Keep the pictures out and restate every record exactly.

-- Opening Marker --

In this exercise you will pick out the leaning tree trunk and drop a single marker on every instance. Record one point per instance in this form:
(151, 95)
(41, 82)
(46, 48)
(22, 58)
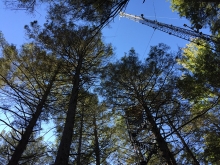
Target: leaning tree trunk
(29, 129)
(168, 156)
(97, 150)
(62, 157)
(80, 139)
(195, 161)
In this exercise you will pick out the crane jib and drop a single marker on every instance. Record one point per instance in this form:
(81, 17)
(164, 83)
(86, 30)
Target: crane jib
(183, 33)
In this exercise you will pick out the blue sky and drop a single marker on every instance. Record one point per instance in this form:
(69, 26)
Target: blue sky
(123, 33)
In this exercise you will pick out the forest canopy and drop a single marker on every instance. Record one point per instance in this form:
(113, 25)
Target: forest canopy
(163, 109)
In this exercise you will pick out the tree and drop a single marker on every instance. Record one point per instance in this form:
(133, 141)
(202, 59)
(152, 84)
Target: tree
(128, 83)
(28, 81)
(200, 13)
(201, 76)
(83, 53)
(35, 152)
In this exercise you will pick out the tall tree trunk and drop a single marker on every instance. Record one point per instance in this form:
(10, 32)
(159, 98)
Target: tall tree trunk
(29, 130)
(97, 150)
(168, 156)
(80, 140)
(195, 161)
(62, 157)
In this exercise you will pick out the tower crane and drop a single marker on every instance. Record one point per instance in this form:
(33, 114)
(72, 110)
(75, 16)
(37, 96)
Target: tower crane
(183, 33)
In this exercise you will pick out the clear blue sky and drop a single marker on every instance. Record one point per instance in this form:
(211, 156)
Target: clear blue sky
(123, 34)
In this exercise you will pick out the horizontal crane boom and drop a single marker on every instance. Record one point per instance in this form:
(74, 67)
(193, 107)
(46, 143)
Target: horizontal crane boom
(185, 34)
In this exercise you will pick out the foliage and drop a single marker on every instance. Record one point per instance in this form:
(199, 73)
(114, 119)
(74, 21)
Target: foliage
(200, 13)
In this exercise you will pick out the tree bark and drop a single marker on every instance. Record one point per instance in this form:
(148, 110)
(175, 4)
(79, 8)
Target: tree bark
(195, 161)
(80, 140)
(97, 150)
(29, 130)
(62, 157)
(168, 156)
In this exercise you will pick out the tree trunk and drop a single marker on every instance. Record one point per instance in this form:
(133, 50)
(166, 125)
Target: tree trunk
(62, 157)
(80, 140)
(168, 156)
(195, 161)
(29, 130)
(97, 150)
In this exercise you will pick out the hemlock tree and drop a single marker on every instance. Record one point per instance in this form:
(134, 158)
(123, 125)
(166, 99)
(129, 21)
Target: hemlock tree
(150, 87)
(83, 52)
(201, 70)
(201, 13)
(27, 83)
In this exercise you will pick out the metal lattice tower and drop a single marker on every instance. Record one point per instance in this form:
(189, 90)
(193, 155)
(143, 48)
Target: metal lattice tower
(185, 34)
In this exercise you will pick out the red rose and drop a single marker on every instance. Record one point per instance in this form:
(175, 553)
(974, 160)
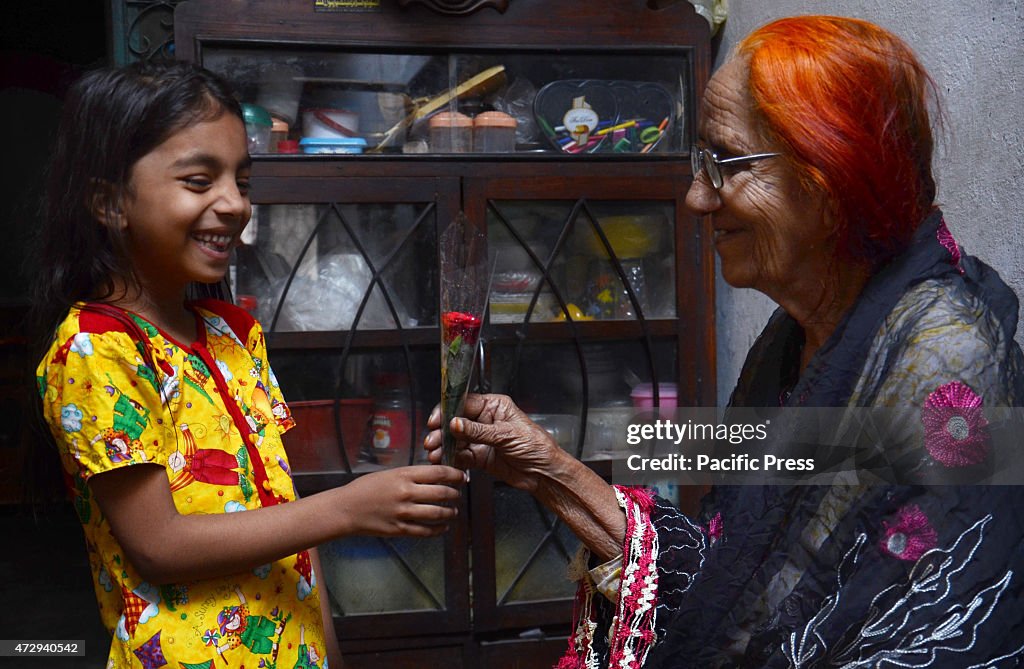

-- Closing Marker --

> [Solution below]:
In this exercise you will pick out the leaning tree trunk and drop a single marker on every instance. Record one point per instance in this form:
(151, 95)
(41, 82)
(46, 48)
(22, 58)
Target: leaning tree trunk
(29, 129)
(168, 156)
(97, 150)
(62, 157)
(80, 139)
(195, 161)
In this exercise you will pick out the crane jib and drop a single marker on every instance. Record one point per instance in this form:
(81, 17)
(164, 83)
(86, 30)
Target: crane jib
(183, 33)
In this exercise you will pick out the blue sky and drop a single marker on every instance. Record one point per instance in this form:
(69, 26)
Target: blue sky
(123, 33)
In this exercise you will pick out the forest canopy and drop a single marker on every instance. Record one point per instance in this form:
(113, 25)
Target: forest canopy
(163, 109)
In this exercise you will pick out the tree and drop a single marker on every instance. Record one point per instance in this form:
(133, 141)
(202, 59)
(152, 84)
Target: tree
(128, 83)
(28, 81)
(200, 13)
(201, 76)
(83, 53)
(35, 152)
In this exercise you will pick out the tall tree trunk and drop a single marker on every instance. Record one point per instance in this form:
(10, 32)
(159, 98)
Target: tall tree trunk
(29, 130)
(97, 150)
(168, 156)
(80, 140)
(195, 161)
(62, 157)
In this exercise you will pick out the tower crane and drop a single marker on every instance. Record one point per instance in this form:
(33, 114)
(72, 110)
(75, 16)
(37, 96)
Target: tower crane
(183, 33)
In this exercise you will pick out the clear blue sky and drop a single marker on every instance. Record one point per instance in this form:
(211, 156)
Target: clear blue sky
(123, 34)
In this exercise you will pick out the horizontal crane boom and drop a single marker on every instance. Record one point per instance in this form:
(74, 67)
(193, 107)
(46, 143)
Target: horizontal crane boom
(185, 34)
In this exercise you will pick out the foliage and drop a single marker on every instance. Record one point per instance in this form:
(199, 73)
(114, 119)
(74, 21)
Target: foliage
(200, 13)
In this exercise you will pick out the tree bark and drop a single marker on every instance. Record one point per instance in this form:
(148, 110)
(175, 4)
(79, 8)
Target: tree bark
(195, 161)
(80, 140)
(97, 150)
(29, 130)
(62, 157)
(168, 156)
In this exercise you will pick out the tree trunk and drop a single marker on every instance. Record one point per instance in this form:
(133, 50)
(166, 125)
Target: tree trunk
(62, 157)
(80, 140)
(168, 156)
(195, 161)
(29, 130)
(97, 150)
In this exercise you will pick out the hemlock tree and drop a single marker on every instance. Record one point per instance in this form:
(134, 158)
(123, 125)
(166, 99)
(129, 21)
Target: hemlock tree
(150, 87)
(83, 52)
(201, 70)
(201, 13)
(27, 83)
In this exercise you will pick out the metal lattice tower and drop a single marker on every instance. Record one point per instance in this form:
(189, 90)
(193, 155)
(143, 48)
Target: metal lattice tower
(185, 34)
In this exercise you will pick out the red rose and drop a single marker on every instance. Record one point per instance in this form:
(175, 553)
(974, 160)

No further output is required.